▶ **Assigned task**
From the line that contains "the white face" down to the last line of the data below, transcribe every line exactly.

▶ **Dataset extract**

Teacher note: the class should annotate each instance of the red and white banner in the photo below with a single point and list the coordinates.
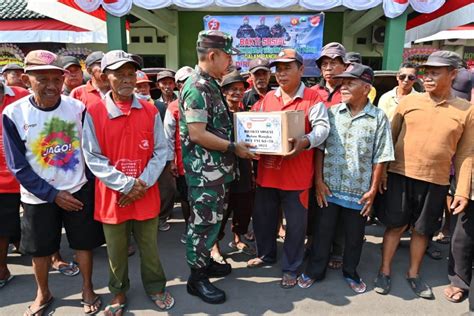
(392, 8)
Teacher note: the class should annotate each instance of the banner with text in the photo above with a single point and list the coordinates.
(265, 35)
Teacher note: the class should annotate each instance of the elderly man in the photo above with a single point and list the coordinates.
(125, 149)
(348, 175)
(406, 77)
(260, 74)
(9, 191)
(96, 88)
(418, 180)
(42, 139)
(209, 159)
(74, 76)
(175, 158)
(285, 181)
(12, 75)
(331, 62)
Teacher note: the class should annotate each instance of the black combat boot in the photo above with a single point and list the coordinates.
(218, 270)
(199, 285)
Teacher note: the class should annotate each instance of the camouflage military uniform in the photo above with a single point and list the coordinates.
(207, 171)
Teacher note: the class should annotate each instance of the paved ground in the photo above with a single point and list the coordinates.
(250, 291)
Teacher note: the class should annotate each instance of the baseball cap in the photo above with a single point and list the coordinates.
(42, 60)
(332, 50)
(462, 84)
(358, 71)
(142, 77)
(216, 39)
(287, 55)
(443, 58)
(354, 57)
(233, 77)
(165, 74)
(259, 64)
(67, 61)
(94, 57)
(115, 59)
(11, 66)
(183, 73)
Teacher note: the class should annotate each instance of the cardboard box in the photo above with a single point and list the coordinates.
(269, 131)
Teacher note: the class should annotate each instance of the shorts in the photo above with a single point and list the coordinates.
(10, 216)
(417, 203)
(42, 225)
(182, 187)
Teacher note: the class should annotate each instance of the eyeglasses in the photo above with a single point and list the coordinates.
(403, 77)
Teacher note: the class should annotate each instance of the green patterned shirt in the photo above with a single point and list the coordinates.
(201, 101)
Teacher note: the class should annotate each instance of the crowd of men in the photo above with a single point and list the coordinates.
(104, 160)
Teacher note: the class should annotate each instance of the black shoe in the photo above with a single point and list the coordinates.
(218, 270)
(199, 285)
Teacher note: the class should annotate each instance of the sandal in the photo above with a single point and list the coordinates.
(5, 281)
(113, 309)
(248, 250)
(70, 269)
(454, 294)
(89, 305)
(305, 281)
(40, 310)
(356, 286)
(288, 281)
(335, 263)
(164, 301)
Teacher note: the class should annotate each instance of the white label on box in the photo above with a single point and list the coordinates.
(264, 132)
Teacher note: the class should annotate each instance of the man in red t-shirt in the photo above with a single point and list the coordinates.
(9, 190)
(285, 181)
(125, 148)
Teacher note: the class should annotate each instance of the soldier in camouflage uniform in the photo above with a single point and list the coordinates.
(208, 157)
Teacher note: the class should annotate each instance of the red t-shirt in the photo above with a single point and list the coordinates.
(128, 142)
(279, 172)
(87, 93)
(8, 183)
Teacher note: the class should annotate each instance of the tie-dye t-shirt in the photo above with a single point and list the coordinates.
(52, 139)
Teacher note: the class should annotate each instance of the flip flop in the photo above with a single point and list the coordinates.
(4, 282)
(114, 308)
(162, 298)
(90, 304)
(41, 309)
(71, 269)
(454, 291)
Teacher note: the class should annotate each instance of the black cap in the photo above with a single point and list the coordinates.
(233, 77)
(443, 58)
(67, 61)
(11, 66)
(462, 84)
(259, 64)
(94, 57)
(358, 71)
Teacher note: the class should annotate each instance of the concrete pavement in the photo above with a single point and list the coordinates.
(249, 291)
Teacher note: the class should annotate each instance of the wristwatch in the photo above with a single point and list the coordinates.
(231, 147)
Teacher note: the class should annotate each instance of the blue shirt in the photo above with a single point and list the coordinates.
(354, 145)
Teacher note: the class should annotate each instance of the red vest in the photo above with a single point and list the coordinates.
(128, 142)
(8, 183)
(295, 173)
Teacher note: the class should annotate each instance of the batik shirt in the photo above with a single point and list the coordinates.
(201, 101)
(354, 145)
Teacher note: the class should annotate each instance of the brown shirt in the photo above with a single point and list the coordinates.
(426, 135)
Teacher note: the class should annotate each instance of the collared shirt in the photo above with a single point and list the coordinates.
(388, 102)
(201, 101)
(88, 94)
(354, 145)
(426, 136)
(329, 98)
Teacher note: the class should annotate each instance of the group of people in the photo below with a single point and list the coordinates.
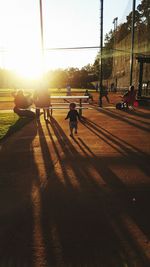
(41, 98)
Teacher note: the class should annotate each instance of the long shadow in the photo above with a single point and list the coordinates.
(138, 209)
(21, 122)
(126, 149)
(123, 119)
(45, 150)
(75, 225)
(18, 172)
(97, 127)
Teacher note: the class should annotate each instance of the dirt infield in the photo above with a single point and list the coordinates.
(79, 201)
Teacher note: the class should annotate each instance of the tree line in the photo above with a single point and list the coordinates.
(83, 78)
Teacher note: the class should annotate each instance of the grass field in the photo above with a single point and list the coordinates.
(10, 123)
(6, 94)
(6, 121)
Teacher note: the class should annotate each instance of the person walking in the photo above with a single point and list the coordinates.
(74, 116)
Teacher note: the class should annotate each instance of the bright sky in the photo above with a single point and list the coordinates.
(66, 23)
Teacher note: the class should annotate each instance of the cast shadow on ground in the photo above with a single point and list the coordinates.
(16, 218)
(76, 207)
(129, 120)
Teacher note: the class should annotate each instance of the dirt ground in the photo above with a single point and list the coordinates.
(81, 201)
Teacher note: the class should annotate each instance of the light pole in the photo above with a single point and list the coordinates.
(132, 41)
(41, 23)
(101, 55)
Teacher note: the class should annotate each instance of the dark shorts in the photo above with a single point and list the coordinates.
(73, 124)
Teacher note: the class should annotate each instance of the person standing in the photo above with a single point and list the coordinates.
(74, 116)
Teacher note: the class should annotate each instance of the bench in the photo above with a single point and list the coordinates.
(80, 105)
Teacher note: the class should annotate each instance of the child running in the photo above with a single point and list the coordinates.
(73, 115)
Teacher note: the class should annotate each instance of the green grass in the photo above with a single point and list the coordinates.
(10, 123)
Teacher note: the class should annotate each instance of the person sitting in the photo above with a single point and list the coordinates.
(87, 93)
(42, 100)
(129, 97)
(22, 104)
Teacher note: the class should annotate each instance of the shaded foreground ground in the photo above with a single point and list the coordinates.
(77, 202)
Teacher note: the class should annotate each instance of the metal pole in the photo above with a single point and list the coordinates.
(41, 21)
(132, 41)
(101, 55)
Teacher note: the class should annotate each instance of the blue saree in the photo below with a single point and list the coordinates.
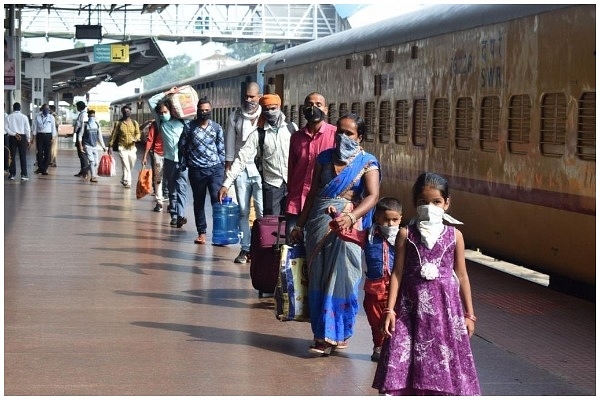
(334, 264)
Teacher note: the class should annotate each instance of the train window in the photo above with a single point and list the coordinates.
(343, 109)
(370, 121)
(489, 123)
(332, 113)
(420, 122)
(553, 126)
(519, 124)
(586, 127)
(464, 123)
(389, 56)
(385, 116)
(440, 120)
(401, 122)
(377, 86)
(294, 114)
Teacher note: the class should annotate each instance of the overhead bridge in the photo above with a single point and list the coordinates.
(74, 72)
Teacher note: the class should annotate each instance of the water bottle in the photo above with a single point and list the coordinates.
(226, 216)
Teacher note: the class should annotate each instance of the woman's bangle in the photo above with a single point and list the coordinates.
(471, 317)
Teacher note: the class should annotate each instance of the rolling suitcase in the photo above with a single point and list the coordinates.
(265, 252)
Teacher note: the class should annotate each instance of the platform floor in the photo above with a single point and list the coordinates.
(103, 297)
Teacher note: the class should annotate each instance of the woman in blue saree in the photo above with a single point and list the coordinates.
(344, 191)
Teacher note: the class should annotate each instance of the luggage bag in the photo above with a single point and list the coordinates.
(291, 292)
(267, 237)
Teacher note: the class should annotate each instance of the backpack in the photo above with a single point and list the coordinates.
(261, 146)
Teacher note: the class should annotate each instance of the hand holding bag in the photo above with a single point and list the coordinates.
(144, 185)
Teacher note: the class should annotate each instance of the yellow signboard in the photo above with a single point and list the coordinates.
(119, 53)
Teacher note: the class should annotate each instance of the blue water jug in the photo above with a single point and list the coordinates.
(226, 216)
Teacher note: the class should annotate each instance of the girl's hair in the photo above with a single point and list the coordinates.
(388, 204)
(430, 179)
(361, 125)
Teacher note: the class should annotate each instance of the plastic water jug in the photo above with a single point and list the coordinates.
(226, 216)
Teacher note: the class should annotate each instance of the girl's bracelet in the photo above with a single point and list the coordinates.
(351, 216)
(471, 317)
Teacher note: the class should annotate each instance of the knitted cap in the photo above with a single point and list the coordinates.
(269, 100)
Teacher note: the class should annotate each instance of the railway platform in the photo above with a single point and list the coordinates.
(103, 297)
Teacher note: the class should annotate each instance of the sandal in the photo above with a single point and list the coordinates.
(201, 239)
(320, 348)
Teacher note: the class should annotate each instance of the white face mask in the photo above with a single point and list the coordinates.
(390, 232)
(430, 224)
(431, 213)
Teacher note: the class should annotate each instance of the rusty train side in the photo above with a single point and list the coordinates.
(500, 99)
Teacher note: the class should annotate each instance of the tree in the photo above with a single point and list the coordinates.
(179, 68)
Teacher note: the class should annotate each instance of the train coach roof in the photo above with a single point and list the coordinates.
(430, 21)
(246, 67)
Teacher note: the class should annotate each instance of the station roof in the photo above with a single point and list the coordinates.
(75, 71)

▶ **Result for this exercise**
Teacher note: the class should annotate each instance of the white face mask in the photo above with a single point and list the coordinates.
(390, 232)
(430, 224)
(431, 213)
Teacher note: the class should annotate each instance of the rusty train side in the photo above with a single point and list the coordinates.
(500, 99)
Teacher note: the class should annotate each instance of the tree in the photo above with a single point and list the coordinates.
(179, 68)
Teacher note: the class should annotate each instance of the train coach roof in the photo above with a single point and list the coordinates.
(430, 21)
(246, 67)
Teacher note: the class should annotate each instance of the station roof in the photo above with a single point and list the coordinates.
(75, 71)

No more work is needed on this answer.